| SHORT TASK |
Can you extend the guide on backing up and repairing the Backup Database, starting right after its final step about placing a tape in the device?

| DOCUMENT TEXT |
####################

Backing Up and Restoring the Backup Database

Because of the importance of the information in the Backup Database, it is best to back it up to tape or other permanent media on a regular basis. As for the other AFS, administrative databases, the recommended method is to use a utility designed to back up a machine's local disk, such as the UNIX tar command. For instructions, see Backing Up and Restoring the Administrative Databases.

In the rare event that the Backup Database seems damaged or corrupted, you can use the backup dbverify command to check its status. If it is corrupted, use the backup savedb command to repair some types of damage. Then use the backup restoredb to return the corrected database to the local disks of the database server machines. For instructions, see Checking for and Repairing Corruption in the Backup Database.

Checking for and Repairing Corruption in the Backup Database

In rare cases, the Backup Database can become damaged or corrupted, perhaps because of disk or other hardware errors. Use the backup dbverify command to check the integrity of the database. If it is corrupted, the most efficient way to repair it is to use the backup savedb command to copy the database to tape. The command automatically repairs several types of corruption, and you can then use the backup restoredb command to transfer the repaired copy of the database back to the local disks of the database server machines.

The backup savedb command also removes orphan blocks, which are ranges of memory that the Backup Server preallocated in the database but cannot use. Orphan blocks do not interfere with database access, but do waste disk space. The backup dbverify command reports the existence of orphan blocks if you include the -detail flag.

To verify the integrity of the Backup Database

  1. Verify that you are authenticated as a user listed in the /usr/afs/etc/UserList file. If necessary, issue the bos listusers command, which is fully described in To display the users in the UserList file.

       % bos listusers <machine name>
    
  2. Issue the backup dbverify command to check the integrity of the Backup Database.

       % backup dbverify [-detail]
    

    where

    db

    Is the shortest acceptable abbreviation of dbverify.

    -detail

    Reports the existence of orphan blocks and other information about the database, as described on the backup dbverify reference page in the OpenAFS Administration Reference.

    The output reports one of the following messages:

    • Database OK indicates that the Backup Database is undamaged.

    • Database not OK indicates that the Backup Database is damaged. To recover from the problem, use the instructions in To repair corruption in the Backup Database.

To repair corruption in the Backup Database

  1. Log in as the local superuser root on each database server machine in the cell.

  2. If the Tape Coordinator for the tape device that is to perform the operation is not already running, open a connection to the appropriate Tape Coordinator machine and issue the butc command, for which complete instructions appear in To start a Tape Coordinator process.

       % butc [<port offset>] [-noautoquery]
    
  3. If writing to tape, place a tape in the appropriate device.

####################

| SOURCE EXCERPT |
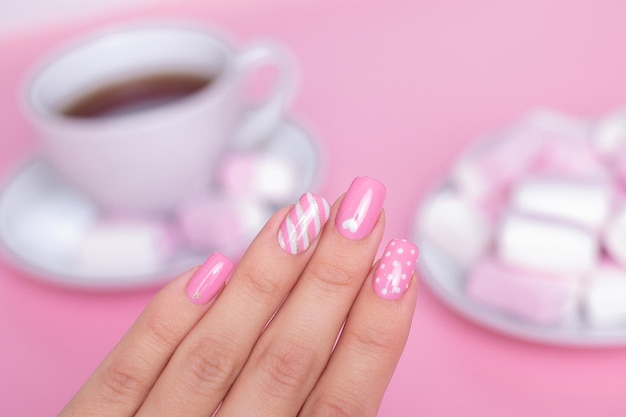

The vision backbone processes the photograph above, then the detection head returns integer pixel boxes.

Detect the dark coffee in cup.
[61,73,214,118]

####################

| REPLY TO THE EXERCISE |
  4. Working on one of the machines, issue the backup command to enter interactive mode.

       # backup -localauth
    

    where -localauth constructs a server ticket from the local /usr/afs/etc/KeyFile file. This flag enables you to issue a privileged command while logged in as the local superuser root but without AFS administrative tokens.

  5. Verify that no backup operations are actively running. If necessary, issue the (backup) status command as described in To check the status of a Tape Coordinator process. Repeat for each Tape Coordinator port offset in turn.

       backup> status -portoffset <TC port offset>
    
  6. Issue the (backup) savedb command to repair corruption in the database as it is written to tape or a file.

       backup> savedb [-portoffset <TC port offset>]
    

    where

    sa

    Is the shortest acceptable abbreviation of savedb.

    -portoffset

    Specifies the port offset number of the Tape Coordinator handling the tape or backup data file for this operation. You must provide this argument unless the default value of 0 (zero) is appropriate.

  7. Exit interactive mode.

       backup>  quit  
    
  8. On each machine in turn, issue the bos shutdown command to shut down the Backup Server process. Include the -localauth flag because you are logged in as the local superuser root, but do not necessarily have administrative tokens. For complete command syntax, see To stop processes temporarily.

       # /usr/afs/bin/bos shutdown <machine name> buserver  -localauth  -wait
    
  9. On each machine in turn, issue the following commands to remove the Backup Database.

       # cd /usr/afs/db
       # rm bdb.DB0
       # rm bdb.DBSYS1
    
  10. On each machine in turn, starting with the machine with the lowest IP address, issue the bos start command to restart the Backup Server process, which creates a zero-length copy of the Backup Database as it starts. For complete command syntax, see To start processes by changing their status flags to Run.

       # /usr/afs/bin/bos start <machine name> buserver  -localauth
    
  11. Working on one of the machines, issue the backup command to enter interactive mode.

       # backup -localauth
    

    where -localauth constructs a server ticket from the local /usr/afs/etc/KeyFile file.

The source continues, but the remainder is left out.